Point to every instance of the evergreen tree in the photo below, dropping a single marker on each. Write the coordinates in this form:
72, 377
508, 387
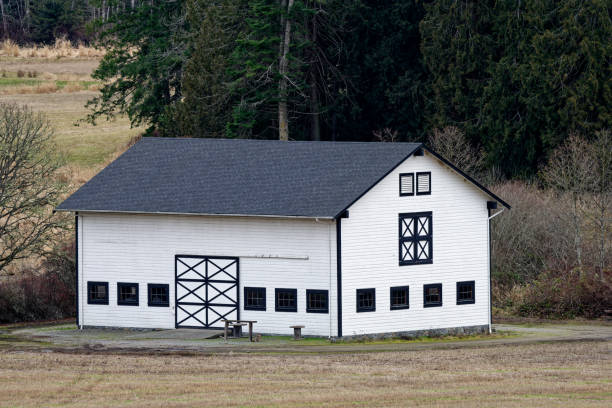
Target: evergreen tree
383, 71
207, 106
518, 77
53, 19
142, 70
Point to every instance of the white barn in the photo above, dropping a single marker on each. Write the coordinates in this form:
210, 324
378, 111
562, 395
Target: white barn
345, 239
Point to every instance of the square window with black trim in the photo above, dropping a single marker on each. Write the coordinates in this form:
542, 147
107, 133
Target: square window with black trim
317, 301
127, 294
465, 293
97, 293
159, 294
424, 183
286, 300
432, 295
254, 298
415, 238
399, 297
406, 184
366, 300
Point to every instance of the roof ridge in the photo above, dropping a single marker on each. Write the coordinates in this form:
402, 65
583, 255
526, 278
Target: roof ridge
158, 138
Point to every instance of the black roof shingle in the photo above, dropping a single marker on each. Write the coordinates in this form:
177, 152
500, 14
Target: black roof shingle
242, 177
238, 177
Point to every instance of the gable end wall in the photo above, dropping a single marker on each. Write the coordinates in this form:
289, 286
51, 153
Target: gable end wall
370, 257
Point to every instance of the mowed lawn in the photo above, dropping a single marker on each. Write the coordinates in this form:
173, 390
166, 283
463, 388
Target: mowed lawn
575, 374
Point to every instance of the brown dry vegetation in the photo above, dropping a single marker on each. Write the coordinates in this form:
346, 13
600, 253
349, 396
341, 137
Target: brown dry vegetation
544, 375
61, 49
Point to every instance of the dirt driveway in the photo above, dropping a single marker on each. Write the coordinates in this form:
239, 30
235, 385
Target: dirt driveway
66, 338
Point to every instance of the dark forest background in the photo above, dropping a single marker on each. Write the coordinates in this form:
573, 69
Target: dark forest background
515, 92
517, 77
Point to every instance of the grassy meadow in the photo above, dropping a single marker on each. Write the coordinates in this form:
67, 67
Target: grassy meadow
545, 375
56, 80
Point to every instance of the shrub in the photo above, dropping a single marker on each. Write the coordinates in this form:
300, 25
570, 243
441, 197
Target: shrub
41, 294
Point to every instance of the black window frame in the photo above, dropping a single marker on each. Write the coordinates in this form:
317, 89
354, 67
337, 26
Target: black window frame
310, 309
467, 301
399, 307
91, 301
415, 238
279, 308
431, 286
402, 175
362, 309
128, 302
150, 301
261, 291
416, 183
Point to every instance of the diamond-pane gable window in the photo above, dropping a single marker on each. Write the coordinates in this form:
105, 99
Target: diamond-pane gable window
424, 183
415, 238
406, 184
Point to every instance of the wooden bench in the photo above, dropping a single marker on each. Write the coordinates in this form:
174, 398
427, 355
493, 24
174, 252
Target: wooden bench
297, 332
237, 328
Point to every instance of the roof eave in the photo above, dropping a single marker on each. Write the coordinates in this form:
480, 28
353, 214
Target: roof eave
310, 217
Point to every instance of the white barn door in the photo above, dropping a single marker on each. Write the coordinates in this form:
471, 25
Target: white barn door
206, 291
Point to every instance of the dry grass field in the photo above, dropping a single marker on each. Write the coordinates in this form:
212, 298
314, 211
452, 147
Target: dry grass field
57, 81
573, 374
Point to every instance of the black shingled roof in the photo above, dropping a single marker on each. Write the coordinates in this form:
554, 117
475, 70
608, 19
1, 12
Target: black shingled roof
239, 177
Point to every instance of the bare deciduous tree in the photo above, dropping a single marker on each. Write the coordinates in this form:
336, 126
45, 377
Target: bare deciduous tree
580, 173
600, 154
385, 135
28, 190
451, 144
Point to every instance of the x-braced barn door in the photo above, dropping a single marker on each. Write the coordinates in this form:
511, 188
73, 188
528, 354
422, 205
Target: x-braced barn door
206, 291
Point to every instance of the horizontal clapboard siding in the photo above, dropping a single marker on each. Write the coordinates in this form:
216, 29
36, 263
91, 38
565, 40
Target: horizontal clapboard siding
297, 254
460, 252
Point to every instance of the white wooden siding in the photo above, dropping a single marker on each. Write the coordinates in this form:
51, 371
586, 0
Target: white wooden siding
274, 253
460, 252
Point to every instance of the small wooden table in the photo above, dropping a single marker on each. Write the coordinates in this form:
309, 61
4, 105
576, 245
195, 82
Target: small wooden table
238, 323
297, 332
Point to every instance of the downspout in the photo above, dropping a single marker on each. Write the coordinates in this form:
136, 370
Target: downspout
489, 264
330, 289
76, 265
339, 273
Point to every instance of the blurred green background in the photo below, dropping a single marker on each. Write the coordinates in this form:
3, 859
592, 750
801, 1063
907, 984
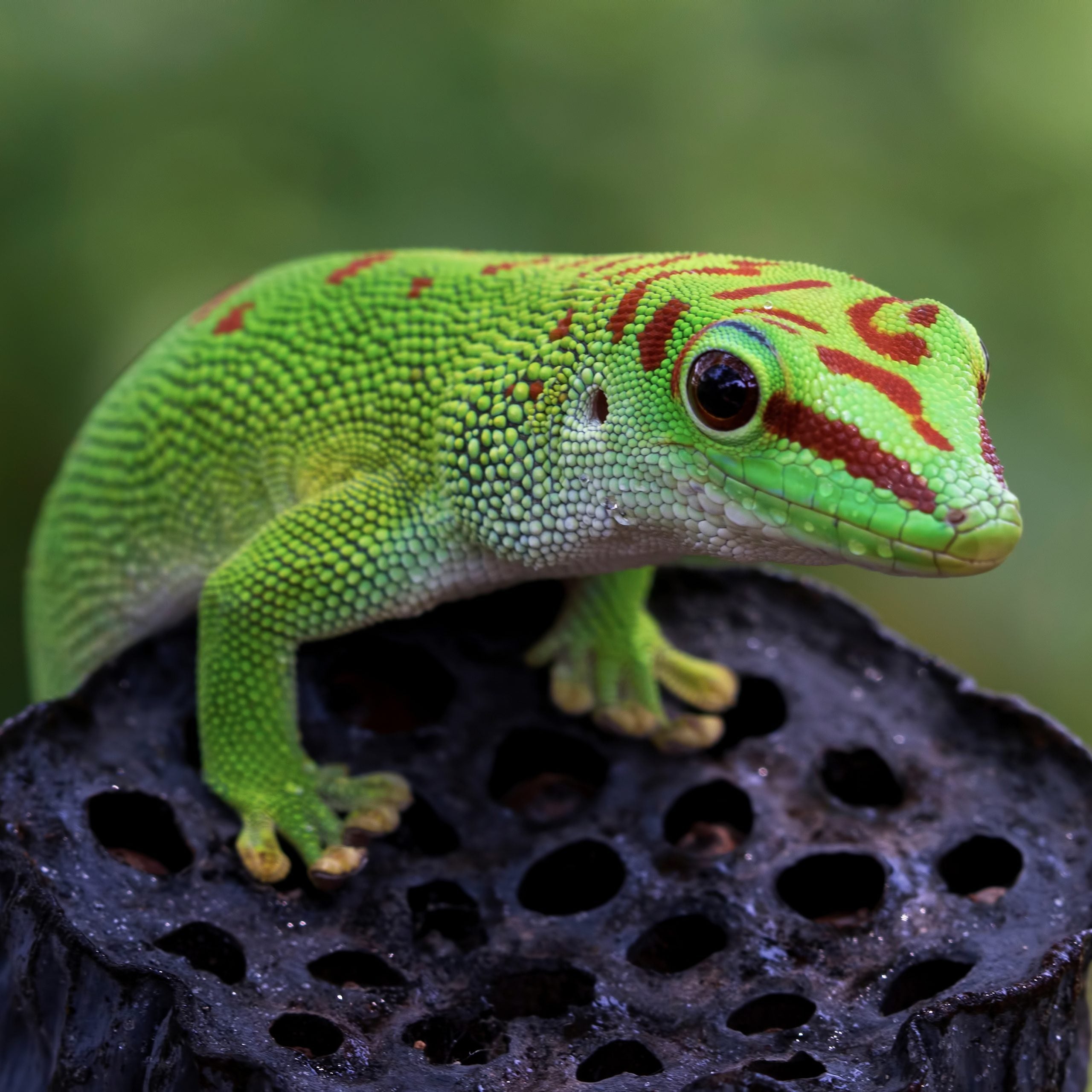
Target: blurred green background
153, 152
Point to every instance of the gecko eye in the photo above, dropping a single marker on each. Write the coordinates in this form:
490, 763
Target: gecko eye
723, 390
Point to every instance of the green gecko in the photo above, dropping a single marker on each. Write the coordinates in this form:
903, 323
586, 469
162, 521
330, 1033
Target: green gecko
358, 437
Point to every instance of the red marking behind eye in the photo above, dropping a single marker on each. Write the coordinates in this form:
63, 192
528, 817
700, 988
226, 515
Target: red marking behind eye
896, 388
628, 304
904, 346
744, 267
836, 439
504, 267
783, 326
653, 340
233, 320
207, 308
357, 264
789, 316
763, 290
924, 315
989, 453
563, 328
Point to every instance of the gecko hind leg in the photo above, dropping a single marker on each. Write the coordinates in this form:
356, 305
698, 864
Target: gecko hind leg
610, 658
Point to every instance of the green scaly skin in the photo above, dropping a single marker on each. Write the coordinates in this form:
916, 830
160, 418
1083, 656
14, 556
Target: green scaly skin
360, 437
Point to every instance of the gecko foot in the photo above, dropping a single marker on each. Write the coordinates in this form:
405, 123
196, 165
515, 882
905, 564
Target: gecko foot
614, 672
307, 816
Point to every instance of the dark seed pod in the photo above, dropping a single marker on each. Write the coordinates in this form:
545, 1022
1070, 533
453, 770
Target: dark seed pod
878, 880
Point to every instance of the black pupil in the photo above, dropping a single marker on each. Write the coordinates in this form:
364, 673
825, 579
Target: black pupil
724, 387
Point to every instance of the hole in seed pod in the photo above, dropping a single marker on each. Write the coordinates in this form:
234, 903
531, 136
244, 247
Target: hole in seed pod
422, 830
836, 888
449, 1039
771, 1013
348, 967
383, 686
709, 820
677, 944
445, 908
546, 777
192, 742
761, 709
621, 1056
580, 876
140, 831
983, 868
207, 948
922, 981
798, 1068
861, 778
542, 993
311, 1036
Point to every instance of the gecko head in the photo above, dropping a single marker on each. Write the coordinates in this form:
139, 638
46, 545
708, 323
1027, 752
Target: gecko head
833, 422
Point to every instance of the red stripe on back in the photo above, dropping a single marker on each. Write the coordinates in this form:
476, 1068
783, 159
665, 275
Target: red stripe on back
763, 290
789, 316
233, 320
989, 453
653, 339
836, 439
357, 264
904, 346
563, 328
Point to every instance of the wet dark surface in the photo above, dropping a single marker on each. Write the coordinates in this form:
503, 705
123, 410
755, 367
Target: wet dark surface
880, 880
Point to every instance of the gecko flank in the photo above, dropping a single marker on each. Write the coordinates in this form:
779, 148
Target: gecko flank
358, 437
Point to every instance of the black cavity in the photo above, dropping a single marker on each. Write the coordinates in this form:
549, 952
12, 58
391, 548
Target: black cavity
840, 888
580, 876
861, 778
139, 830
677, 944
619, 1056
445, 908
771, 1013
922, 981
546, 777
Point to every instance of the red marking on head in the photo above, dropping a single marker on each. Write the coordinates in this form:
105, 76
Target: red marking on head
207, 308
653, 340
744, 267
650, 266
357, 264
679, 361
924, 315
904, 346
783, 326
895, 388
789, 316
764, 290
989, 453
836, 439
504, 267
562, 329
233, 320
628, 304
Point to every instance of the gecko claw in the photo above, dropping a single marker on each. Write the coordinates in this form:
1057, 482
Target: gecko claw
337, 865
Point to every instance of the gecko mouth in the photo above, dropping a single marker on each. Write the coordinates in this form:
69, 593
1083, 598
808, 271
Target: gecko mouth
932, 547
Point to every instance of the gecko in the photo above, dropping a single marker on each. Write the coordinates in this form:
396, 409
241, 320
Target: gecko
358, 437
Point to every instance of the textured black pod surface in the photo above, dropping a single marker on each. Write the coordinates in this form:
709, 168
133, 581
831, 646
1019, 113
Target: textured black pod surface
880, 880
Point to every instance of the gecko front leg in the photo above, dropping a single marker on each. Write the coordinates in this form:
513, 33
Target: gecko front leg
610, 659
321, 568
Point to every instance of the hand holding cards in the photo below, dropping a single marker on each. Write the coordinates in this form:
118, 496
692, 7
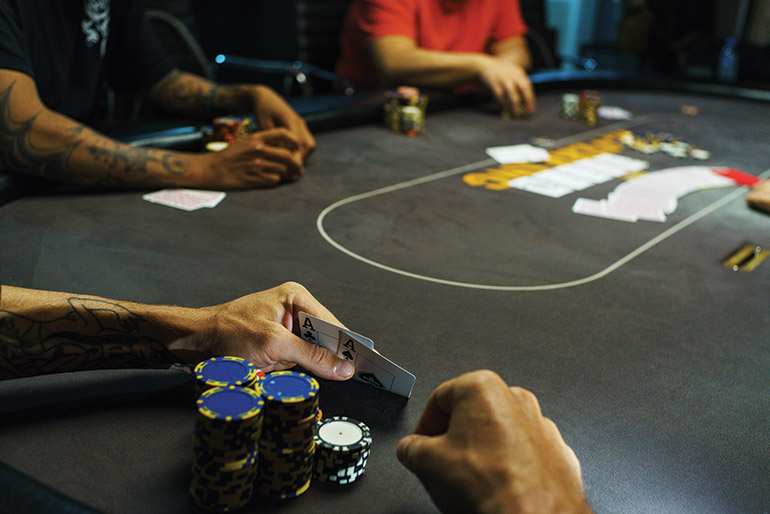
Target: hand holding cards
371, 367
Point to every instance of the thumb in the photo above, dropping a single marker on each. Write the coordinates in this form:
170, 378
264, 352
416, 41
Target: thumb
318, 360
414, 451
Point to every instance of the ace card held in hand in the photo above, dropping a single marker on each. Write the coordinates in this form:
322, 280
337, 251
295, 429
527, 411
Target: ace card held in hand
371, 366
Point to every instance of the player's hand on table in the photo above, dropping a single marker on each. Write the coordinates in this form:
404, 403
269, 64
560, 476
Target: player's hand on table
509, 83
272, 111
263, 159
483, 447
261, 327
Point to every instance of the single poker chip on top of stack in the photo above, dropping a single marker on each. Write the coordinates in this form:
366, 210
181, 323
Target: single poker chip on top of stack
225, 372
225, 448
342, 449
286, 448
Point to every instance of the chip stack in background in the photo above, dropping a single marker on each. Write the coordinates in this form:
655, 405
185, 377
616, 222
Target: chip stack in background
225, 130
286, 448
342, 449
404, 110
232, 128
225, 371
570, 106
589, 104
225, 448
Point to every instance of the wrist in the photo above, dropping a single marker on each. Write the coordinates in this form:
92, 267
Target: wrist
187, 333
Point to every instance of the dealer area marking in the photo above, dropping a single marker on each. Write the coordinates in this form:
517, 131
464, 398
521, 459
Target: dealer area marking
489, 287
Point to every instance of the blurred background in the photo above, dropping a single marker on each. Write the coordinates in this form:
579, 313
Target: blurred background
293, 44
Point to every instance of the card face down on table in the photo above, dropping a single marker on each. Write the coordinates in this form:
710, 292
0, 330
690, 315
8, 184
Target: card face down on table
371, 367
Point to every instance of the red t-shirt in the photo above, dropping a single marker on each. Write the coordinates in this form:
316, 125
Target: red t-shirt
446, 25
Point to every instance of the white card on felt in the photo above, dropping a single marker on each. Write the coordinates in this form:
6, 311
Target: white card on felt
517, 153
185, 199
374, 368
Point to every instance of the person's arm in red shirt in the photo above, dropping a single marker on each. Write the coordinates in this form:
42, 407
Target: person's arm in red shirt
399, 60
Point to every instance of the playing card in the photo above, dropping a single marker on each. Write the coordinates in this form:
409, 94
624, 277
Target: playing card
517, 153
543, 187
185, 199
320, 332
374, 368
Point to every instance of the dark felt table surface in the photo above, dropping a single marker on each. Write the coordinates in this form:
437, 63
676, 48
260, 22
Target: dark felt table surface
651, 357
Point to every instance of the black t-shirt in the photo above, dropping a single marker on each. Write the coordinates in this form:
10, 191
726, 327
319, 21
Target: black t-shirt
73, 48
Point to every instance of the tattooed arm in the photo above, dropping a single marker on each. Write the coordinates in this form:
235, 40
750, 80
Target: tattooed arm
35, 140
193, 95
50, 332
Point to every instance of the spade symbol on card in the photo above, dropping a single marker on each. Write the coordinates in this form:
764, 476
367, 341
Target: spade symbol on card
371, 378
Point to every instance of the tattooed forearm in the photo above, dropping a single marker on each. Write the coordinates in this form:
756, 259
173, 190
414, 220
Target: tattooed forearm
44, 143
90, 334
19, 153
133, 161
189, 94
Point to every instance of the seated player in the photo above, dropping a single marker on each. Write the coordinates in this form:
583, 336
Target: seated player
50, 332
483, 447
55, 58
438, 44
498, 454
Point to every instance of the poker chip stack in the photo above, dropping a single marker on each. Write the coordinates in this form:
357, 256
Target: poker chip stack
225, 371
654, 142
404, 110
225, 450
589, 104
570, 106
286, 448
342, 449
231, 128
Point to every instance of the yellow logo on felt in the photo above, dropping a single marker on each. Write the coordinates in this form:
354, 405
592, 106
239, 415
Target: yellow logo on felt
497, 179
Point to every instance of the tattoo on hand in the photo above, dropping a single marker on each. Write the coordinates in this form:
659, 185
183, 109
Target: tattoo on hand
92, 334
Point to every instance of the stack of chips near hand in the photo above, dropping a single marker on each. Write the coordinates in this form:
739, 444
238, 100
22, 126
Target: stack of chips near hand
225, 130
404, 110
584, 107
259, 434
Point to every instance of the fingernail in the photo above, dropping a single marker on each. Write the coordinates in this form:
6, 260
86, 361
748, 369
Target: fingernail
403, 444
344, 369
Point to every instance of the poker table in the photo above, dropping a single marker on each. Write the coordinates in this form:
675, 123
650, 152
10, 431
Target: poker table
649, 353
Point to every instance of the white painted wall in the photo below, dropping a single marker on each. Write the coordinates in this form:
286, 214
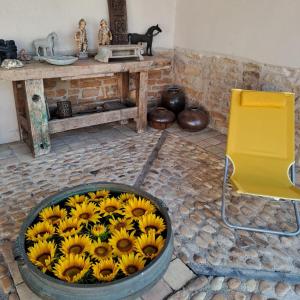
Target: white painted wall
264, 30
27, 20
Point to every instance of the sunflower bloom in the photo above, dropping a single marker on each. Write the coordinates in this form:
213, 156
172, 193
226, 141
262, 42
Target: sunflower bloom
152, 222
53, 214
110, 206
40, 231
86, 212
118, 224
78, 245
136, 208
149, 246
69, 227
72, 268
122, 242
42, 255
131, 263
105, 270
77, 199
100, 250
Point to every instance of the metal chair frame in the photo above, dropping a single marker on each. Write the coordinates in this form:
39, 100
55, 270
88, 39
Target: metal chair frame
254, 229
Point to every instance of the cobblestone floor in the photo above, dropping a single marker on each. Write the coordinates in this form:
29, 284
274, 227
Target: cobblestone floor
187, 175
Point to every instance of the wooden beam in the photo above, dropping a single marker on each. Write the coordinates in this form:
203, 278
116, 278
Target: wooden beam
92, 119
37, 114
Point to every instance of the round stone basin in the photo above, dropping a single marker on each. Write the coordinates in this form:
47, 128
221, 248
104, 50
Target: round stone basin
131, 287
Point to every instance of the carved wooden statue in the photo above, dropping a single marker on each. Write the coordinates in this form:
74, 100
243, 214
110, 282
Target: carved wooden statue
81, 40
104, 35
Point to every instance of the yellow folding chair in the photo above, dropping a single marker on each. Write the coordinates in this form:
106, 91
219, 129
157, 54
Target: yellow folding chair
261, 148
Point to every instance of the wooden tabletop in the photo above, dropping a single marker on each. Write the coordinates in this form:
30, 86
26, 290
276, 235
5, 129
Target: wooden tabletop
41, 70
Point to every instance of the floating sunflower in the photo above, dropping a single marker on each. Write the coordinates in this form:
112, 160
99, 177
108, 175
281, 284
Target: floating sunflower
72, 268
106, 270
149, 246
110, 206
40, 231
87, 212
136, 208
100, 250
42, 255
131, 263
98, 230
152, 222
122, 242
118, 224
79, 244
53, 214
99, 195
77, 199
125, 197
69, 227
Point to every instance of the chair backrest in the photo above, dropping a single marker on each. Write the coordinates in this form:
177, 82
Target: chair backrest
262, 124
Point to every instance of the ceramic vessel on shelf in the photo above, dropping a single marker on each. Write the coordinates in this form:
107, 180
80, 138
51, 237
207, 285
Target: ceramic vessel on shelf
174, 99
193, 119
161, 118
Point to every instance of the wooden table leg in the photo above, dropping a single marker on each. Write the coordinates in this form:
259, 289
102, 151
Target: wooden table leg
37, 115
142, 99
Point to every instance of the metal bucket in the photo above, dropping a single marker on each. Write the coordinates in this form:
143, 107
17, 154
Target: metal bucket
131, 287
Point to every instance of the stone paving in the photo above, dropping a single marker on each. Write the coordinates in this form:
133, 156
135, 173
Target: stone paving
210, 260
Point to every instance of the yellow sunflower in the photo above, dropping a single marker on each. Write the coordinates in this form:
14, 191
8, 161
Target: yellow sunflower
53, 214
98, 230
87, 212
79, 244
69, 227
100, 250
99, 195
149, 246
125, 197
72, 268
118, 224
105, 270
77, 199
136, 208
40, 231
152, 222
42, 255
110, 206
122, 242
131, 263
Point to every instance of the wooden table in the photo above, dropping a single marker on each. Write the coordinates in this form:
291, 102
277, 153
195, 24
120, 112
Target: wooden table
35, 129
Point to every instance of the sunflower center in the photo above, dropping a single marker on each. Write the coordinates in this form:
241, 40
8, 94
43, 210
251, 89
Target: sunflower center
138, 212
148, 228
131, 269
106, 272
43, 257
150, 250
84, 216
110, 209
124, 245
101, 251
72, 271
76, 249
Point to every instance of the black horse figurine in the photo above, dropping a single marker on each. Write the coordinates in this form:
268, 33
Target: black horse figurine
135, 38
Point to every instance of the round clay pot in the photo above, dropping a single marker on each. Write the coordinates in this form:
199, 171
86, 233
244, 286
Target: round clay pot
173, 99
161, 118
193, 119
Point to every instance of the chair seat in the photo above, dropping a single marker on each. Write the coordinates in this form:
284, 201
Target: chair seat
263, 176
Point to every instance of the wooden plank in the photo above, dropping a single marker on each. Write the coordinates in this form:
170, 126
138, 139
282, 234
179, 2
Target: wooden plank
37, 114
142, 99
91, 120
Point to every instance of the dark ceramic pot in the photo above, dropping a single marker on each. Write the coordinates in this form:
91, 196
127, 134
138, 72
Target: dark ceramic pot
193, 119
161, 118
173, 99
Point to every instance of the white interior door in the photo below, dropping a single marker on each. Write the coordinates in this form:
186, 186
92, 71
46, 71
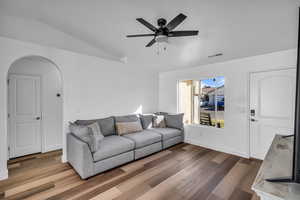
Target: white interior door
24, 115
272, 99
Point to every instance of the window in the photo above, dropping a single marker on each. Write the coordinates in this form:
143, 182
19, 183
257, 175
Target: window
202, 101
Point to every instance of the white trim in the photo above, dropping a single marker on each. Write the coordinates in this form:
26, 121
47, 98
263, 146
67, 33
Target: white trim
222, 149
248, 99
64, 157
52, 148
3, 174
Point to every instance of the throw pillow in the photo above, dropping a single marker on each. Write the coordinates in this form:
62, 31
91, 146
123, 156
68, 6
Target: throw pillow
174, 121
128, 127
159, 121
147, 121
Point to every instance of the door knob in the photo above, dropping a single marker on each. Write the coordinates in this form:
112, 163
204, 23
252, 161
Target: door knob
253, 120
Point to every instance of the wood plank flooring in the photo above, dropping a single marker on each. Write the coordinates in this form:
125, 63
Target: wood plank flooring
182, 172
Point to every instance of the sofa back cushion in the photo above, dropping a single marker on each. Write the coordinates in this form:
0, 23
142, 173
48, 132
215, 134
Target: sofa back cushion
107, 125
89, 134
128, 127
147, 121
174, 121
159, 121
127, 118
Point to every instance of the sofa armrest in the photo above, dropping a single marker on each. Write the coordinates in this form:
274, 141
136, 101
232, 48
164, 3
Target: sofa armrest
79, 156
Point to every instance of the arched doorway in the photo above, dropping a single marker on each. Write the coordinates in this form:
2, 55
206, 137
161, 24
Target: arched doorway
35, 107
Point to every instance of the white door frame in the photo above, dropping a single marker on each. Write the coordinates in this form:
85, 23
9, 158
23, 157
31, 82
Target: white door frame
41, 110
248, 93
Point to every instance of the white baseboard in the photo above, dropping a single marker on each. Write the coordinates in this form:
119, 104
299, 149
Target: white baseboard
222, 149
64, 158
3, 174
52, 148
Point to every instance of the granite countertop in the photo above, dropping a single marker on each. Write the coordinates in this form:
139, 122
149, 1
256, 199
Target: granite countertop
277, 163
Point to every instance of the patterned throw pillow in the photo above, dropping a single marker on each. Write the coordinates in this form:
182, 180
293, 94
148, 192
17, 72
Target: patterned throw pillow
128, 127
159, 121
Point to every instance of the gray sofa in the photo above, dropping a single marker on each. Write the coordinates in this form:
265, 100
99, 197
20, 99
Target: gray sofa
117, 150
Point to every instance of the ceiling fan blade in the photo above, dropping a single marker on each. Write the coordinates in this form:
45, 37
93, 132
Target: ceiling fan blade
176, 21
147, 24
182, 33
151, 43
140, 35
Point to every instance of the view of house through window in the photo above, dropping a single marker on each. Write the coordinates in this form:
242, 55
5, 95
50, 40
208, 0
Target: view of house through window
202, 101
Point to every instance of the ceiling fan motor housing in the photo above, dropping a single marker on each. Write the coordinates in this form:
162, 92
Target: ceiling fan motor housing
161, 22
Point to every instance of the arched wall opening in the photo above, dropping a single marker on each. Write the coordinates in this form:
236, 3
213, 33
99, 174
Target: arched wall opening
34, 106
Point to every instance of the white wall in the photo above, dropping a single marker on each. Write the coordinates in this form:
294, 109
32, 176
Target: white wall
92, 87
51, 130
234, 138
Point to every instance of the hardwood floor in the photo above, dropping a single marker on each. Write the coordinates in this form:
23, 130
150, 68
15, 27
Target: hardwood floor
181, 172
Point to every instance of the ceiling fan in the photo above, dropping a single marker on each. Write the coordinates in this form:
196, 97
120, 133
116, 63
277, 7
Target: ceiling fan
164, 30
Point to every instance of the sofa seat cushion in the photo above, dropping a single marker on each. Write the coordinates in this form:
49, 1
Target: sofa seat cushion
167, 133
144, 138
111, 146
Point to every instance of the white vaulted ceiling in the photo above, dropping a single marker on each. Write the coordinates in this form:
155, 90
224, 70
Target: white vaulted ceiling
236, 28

**TASK TO CARRY OUT:** Please report the number of lines in the listing that include "below", and add nothing to it.

**EXERCISE ANSWER:** 5